Some newbie questions.

Quick background: extensively analysed with SAS and SPSS in the past, followed a HE course a couple of years ago that used R and found it not too hard, took getting used too, but was not that hard. Haven't used it since.

To get back into using R I thought I'd try to set up a simple dataset+analysis. With data-management to aggregate over time.

I want to use the aggregated daily visitor-numbers per os per day from the analytics.usa.gov site.
os <- read_csv("https://analytics.usa.gov/data/live/os.csv")

The aggregation should happen by occasionally importing the most recent version, taking the union of the two and adding the ones that do not occur in the current table for the date/os combination.

I'd need to check if no new OSs have started being included. and to add monitoring info to a file.

For the analysis I'd use a categorization table with the OS names categorised to mobiile, desktop,gaming-console or other.
In the resulting tables or dashboards I'd want the monthly and rearly sums, percetages etc..

My questions are:

  1. I read that using data.tables is probably best for its SQL ability. But Should the data stay there? I'll make separate backups, of course, But I wonder there is advice on what the best way to store the data is? base- frames? Data-tables?

  2. In sas I could just use a format (only showing the month/year) to allow summarising per month/year, But in SPSS I would need to recode. How are reports grouped by month/year handled in R-reporting? Do I need to recode (probably by using cast in SQL)?

  3. I probably want to have a clickable couple of summaries on a web-page. This is new to me, but it was made to sound really easy. :slight_smile: Is shiny the best way to start looking?

I now it is a simple example, but I hope it will prove a simple way to get these basics done. I am also interested in how well Linux and Chromebooks are doing.
I considered using google-sheets, but you cannot really program and data-manage with sheets imho.

Thanks for your help.
Y.

Merging two data frames by adding new to old

The dplry library includes a function full_join that does what I think you intend for merging data.

library(tibble) # Used for reproducible example
library(dplyr)

old <- tribble(~date,~os,~visits,
"2019-10-08","Android",   82,
"2019-10-08","Chrome OS", 52,
"2019-10-09","Android",   70,
"2019-10-09","Chrome OS", 30)

new <- tribble(~date,~os,~visits,
"2019-10-09","Android",   70,
"2019-10-09","Chrome OS", 30,
"2019-10-10","Android",   19,
"2019-10-10","Chrome OS", 99)

joined <- full_join(old, new)
joined

# A tibble: 6 x 3
#  date       os        visits
#  <chr>      <chr>      <dbl>
# 1 2019-10-08 Android       82
# 2 2019-10-08 Chrome OS     52
# 3 2019-10-09 Android       70
# 4 2019-10-09 Chrome OS     30
# 5 2019-10-10 Android       19
# 6 2019-10-10 Chrome OS     99

Storing data

Data tables or frames are in memory constructs in R. You can write the data to disk as whatever format you like and read it back into either a table or frame. Using save() to store and .RData file and lock yourself into a particular class seems like a bad plan.

Serializing the data to RDS files with saveRDS and tracking them however you want might be useful for space considerations. Until I/O gets to be a pain, serializing to csv with write.csv() should work.

Summarizing data

Take a look at the dplyr package and tutorials for manipulating data in R. There are convenient functions like group_by and a pipe operator %>% to pass the resulting data along from one function to the next.

Keep SQL for DB queries

You shouldn't need to write any SQL for handling tabular data. Heck, you shouldn't need to do that for handling multiple data sets. Keep SQL in it's place and use it for querying databases.

----------

TASK GOAL: Pick up the forum thread on managing OS visitor data in R and continue it from its last sentence. The items that come next are separate material with no connection to the forum thread.

Dataset rows showing where objects appear
----------

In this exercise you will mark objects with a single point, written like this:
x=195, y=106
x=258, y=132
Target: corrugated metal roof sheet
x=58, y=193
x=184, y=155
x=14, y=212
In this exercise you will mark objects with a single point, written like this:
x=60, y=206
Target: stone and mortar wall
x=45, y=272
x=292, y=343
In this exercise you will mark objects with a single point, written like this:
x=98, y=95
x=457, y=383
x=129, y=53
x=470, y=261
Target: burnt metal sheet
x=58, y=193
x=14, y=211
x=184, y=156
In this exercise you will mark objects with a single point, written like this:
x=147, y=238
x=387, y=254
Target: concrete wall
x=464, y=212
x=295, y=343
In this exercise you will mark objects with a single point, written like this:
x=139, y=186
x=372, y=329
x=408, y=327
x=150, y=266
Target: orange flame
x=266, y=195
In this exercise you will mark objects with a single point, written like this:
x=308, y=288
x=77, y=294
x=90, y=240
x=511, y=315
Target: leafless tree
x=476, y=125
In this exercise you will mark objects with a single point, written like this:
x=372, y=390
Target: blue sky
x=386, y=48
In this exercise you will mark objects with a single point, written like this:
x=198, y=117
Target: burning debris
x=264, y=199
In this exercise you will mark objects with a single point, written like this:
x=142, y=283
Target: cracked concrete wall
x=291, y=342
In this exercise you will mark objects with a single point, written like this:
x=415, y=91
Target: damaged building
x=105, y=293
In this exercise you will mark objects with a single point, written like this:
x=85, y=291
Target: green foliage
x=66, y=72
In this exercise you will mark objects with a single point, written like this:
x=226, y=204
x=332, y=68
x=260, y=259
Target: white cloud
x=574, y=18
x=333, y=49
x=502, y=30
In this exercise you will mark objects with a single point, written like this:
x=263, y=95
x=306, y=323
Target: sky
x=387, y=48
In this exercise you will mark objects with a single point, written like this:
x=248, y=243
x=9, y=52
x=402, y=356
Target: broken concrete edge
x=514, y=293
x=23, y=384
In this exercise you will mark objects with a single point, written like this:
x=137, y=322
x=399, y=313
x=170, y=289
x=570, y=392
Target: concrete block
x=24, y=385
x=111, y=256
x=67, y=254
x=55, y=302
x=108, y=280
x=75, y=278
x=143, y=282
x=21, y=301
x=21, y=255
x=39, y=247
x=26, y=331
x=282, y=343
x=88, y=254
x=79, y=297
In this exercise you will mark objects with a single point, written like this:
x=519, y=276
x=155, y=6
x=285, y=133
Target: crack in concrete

----------

THE REPLY:
Making a web page with R.

An entire question unto itself that should be addressed once you have R summarizing data the way you like. I suggest starting with an rmarkdown document to emit a plain html page or a pdf to start with. Only dive into shiny if you need something interactive.

2 Likes

Thanks for your time and expertise.

  1. Thanks for your example, but doesn't that imply a simple concatenation of the sets?
    I want a standard-routine to add the most recent version (to be called at any day/time) but that will remove any duplicates of date,os. Functionally: A union. Practically: A union but add only those records that do not already occur in the os table. So the first read should be the 90 days looking back, and the second run should be within every 90 days and simply add the records to complete the picture up till then. I see a merge as adding fields from two sets by a key. I want a union by date+os or an append with duplicates not added. Is that easily possible? Or does your union already do that?

  2. Storing the data
    Since the group-variable (os) may change there could be slight variation in the amount of records per day, but it should be in the order of 2250 per 90 days so a about 10.000 a year.
    The second table would be table with os, os_cat (os_cat being mobile, desktop, console, other ) with currently 22 records and possibly the occasional addition.

  3. Summarising the data can simply be done with group by and a left outer join to collect the os_cat. No need to store that, though I'll probably write to a file for download.

  4. Most queries can easily be solved with sql and most data-,management can easily be described with sql. Limit the logic outside of it to what is necessary.

rbind(main, importd)
unique(main)
seems to do the trick for the join..
Thanks.

Full join is concatenation only if all of the columns are the same and none of the rows have identical values. In the example case above, see that both inputs have 4 rows and the result has 6 rows. The two rows that both data frames have in common only show up once in the result.

1 Like

Thanks for your help/expertise.
The dplry tip is probably the one I'll use the most. One of the other sources I hope to use is an online table where the rows and columns are alphabetically sorted, but can change over time. dplry may help me change the information back to a set with several group variables, and fact variables that can be aggregated over time.
Will take a bit of figuring out.
Thnx.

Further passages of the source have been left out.